### Given task
Reproduce every line of the records below verbatim, without changing anything.

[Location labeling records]
□ □ □ □
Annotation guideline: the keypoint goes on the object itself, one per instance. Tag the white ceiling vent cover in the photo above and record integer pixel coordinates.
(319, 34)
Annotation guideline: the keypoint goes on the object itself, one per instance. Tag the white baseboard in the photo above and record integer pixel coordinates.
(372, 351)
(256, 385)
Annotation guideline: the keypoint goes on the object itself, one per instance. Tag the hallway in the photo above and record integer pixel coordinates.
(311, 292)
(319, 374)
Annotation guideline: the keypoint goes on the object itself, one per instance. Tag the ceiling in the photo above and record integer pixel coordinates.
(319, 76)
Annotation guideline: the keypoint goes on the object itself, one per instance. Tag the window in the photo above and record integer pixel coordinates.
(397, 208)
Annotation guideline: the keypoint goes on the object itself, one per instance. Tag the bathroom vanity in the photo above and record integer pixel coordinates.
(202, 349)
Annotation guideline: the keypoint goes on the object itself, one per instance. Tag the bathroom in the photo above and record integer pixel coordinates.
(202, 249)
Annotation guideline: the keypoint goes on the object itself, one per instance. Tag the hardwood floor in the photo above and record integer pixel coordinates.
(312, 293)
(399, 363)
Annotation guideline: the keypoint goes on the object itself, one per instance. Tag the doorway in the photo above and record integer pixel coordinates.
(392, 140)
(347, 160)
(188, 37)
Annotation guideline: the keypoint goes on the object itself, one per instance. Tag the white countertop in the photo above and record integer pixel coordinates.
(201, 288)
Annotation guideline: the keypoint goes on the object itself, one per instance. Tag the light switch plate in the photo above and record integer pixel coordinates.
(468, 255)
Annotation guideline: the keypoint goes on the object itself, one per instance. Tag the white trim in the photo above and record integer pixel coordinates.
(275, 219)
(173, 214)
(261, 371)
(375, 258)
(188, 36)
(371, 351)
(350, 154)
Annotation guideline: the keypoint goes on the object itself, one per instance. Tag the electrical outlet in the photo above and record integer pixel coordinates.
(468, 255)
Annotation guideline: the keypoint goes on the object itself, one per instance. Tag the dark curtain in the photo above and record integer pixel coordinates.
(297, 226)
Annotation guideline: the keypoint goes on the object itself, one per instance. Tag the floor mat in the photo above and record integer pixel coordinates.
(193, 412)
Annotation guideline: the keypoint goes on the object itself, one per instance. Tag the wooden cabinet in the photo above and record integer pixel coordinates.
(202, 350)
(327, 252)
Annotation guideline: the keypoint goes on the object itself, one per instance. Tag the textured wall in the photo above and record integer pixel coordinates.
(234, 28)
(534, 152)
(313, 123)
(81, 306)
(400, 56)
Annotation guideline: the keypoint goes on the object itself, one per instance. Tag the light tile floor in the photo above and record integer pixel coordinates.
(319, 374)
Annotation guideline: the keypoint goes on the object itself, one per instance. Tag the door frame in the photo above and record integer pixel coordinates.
□ □ □ □
### Reply to the task
Annotation guideline: the keypoint goes on the object itself, one per instance. Tag the white ceiling vent cover in the photo above and record integer pixel coordinates.
(319, 34)
Annotation guideline: the keypoint goes on the object itself, one per instance. Tag the white baseboard in the photo above and record integer pixel coordinates.
(372, 351)
(256, 385)
Annotation guideline: the keypoint goes on the object itself, one per instance. Tag the hallway in the photo above and record integer pixel coordinates.
(311, 292)
(319, 374)
Annotation guideline: the keypoint goes on the object itself, one per instance. Tag the ceiling in the photo above and record integer pixel coordinates.
(319, 76)
Annotation guideline: the keypoint goes on the object itself, one per instance. Tag the window in the photo above and record integer pixel coordinates.
(397, 208)
Annotation guideline: the keypoint goes on the object itself, one per instance. Tag the bathroom vanity in the photo above and record integer pixel coordinates.
(202, 349)
Annotation guideline: the keypoint goes on the object itself, one per instance. Tag the bathroom in the photo above and record integer pixel coordinates.
(202, 249)
Annotation guideline: the keypoint goes on the object itself, one per instance. Tag the hardwood floor in the photo above and record integer pixel coordinates.
(312, 293)
(399, 363)
Annotation guideline: the keypoint goes on the object itself, one per instance. Tag the doorway in the photo above and record integer pixel coordinates.
(392, 140)
(347, 160)
(188, 37)
Annotation guideline: the keypoint goes on the object itself, one per instance. Tag the white countertop in the photo above and record integer pixel coordinates.
(201, 288)
Annotation guideline: the keypoint goes on the object itself, one per instance. Tag the light switch plate in the photo above and record integer pixel coordinates.
(468, 255)
Annotation guideline: the keypoint goes on the object itself, one per instance. Tag the white trim in the photo above and record integer pixel coordinates.
(275, 219)
(173, 214)
(261, 371)
(375, 258)
(188, 36)
(371, 351)
(350, 154)
Annotation guideline: the keypoint goes on the object itself, one per instance. Tag the electrical outlet in the photo above and record integer pixel coordinates.
(468, 255)
Annotation guideline: the keypoint goes on the object itself, one per instance. Tag the dark curtain in the photo above and record integer pixel coordinates.
(297, 226)
Annotation guideline: the keypoint goes on the object itself, one per instance. Tag the floor mat in the photo above and record integer pixel coordinates.
(193, 412)
Annotation guideline: the keypoint goes on the object itself, one per instance. Tag the wooden cabinet in the photo above and record integer pixel coordinates.
(202, 350)
(327, 252)
Annotation guideline: the keypoint goes on the object itself, one per instance. Tag the textured wall in the photo above and record integer pixel coordinates.
(234, 28)
(534, 152)
(313, 123)
(81, 306)
(400, 56)
Annotation guideline: the keypoint goes on the object itself, one per instance. Tag the light tile floor in the photo above and record integer pixel coordinates.
(319, 374)
Annotation guideline: the keypoint goes on the object itself, one per instance. Tag the door frame in the photo above and record integer pixel coordinates.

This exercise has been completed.